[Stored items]

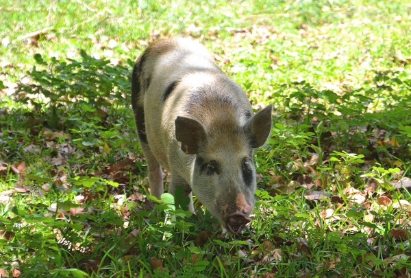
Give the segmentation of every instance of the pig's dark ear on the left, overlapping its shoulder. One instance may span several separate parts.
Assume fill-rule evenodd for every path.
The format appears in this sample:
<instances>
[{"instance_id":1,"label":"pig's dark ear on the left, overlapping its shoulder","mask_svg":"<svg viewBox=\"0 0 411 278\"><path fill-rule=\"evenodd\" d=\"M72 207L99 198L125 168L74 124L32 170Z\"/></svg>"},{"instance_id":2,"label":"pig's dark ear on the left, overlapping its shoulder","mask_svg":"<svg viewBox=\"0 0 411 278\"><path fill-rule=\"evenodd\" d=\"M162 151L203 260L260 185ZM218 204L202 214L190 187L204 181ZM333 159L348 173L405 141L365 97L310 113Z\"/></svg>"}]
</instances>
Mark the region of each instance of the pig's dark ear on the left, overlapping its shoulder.
<instances>
[{"instance_id":1,"label":"pig's dark ear on the left, overlapping its shoulder","mask_svg":"<svg viewBox=\"0 0 411 278\"><path fill-rule=\"evenodd\" d=\"M197 154L199 143L206 138L206 130L195 119L178 116L175 119L175 138L182 143L186 154Z\"/></svg>"}]
</instances>

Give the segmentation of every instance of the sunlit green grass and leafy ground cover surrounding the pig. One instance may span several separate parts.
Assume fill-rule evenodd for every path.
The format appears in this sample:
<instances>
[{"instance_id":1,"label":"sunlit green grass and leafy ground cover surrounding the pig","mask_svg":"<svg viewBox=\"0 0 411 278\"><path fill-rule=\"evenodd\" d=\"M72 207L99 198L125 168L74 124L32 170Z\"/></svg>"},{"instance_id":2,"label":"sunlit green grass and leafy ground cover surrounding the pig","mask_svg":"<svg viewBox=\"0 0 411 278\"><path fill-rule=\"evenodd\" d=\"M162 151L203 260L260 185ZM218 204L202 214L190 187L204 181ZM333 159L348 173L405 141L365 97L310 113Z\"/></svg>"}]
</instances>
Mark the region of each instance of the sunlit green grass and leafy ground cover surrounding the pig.
<instances>
[{"instance_id":1,"label":"sunlit green grass and leafy ground cover surrounding the pig","mask_svg":"<svg viewBox=\"0 0 411 278\"><path fill-rule=\"evenodd\" d=\"M0 276L409 277L410 5L0 0ZM147 192L127 73L164 36L275 106L240 235Z\"/></svg>"}]
</instances>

■ **WORK REQUIRED**: Write the records out again verbatim and omit the pictures they contain.

■ **SOLUTION**:
Give the segmentation of every instance of the pig's dark ear on the left, overlapping its shoulder. One instance may span several separate parts.
Assume fill-rule evenodd for every path.
The format appears in this sample:
<instances>
[{"instance_id":1,"label":"pig's dark ear on the left, overlapping its shoulder","mask_svg":"<svg viewBox=\"0 0 411 278\"><path fill-rule=\"evenodd\" d=\"M72 207L99 198L125 168L74 124L32 170Z\"/></svg>"},{"instance_id":2,"label":"pig's dark ear on the left, overlapping its shoulder","mask_svg":"<svg viewBox=\"0 0 411 278\"><path fill-rule=\"evenodd\" d=\"M162 151L203 260L260 185ZM218 204L202 214L190 187L204 181ZM333 159L348 173L405 141L365 97L310 113Z\"/></svg>"}]
</instances>
Mark the region of each instance of the pig's dark ear on the left, overlapping its shoulder.
<instances>
[{"instance_id":1,"label":"pig's dark ear on the left, overlapping its shoulder","mask_svg":"<svg viewBox=\"0 0 411 278\"><path fill-rule=\"evenodd\" d=\"M197 154L199 143L206 138L206 130L195 119L178 116L175 119L175 138L182 143L186 154Z\"/></svg>"}]
</instances>

Give the segmentation of every instance of the sunlit green grass and leafy ground cover surrounding the pig. One instance may span several separate parts.
Assume fill-rule evenodd for every path.
The format appears in this sample:
<instances>
[{"instance_id":1,"label":"sunlit green grass and leafy ground cover surrounding the pig","mask_svg":"<svg viewBox=\"0 0 411 278\"><path fill-rule=\"evenodd\" d=\"M72 207L99 198L125 168L74 124L32 170Z\"/></svg>"},{"instance_id":2,"label":"sunlit green grass and leafy ground cover surrounding the pig","mask_svg":"<svg viewBox=\"0 0 411 278\"><path fill-rule=\"evenodd\" d=\"M162 151L203 260L260 185ZM218 204L202 214L190 187L204 181ZM333 159L348 173L405 141L365 97L310 113Z\"/></svg>"}]
</instances>
Mark the region of each instance of the sunlit green grass and leafy ground cover surrounding the pig.
<instances>
[{"instance_id":1,"label":"sunlit green grass and leafy ground cover surrounding the pig","mask_svg":"<svg viewBox=\"0 0 411 278\"><path fill-rule=\"evenodd\" d=\"M0 276L409 277L410 5L0 0ZM147 192L127 73L164 36L275 106L240 235Z\"/></svg>"}]
</instances>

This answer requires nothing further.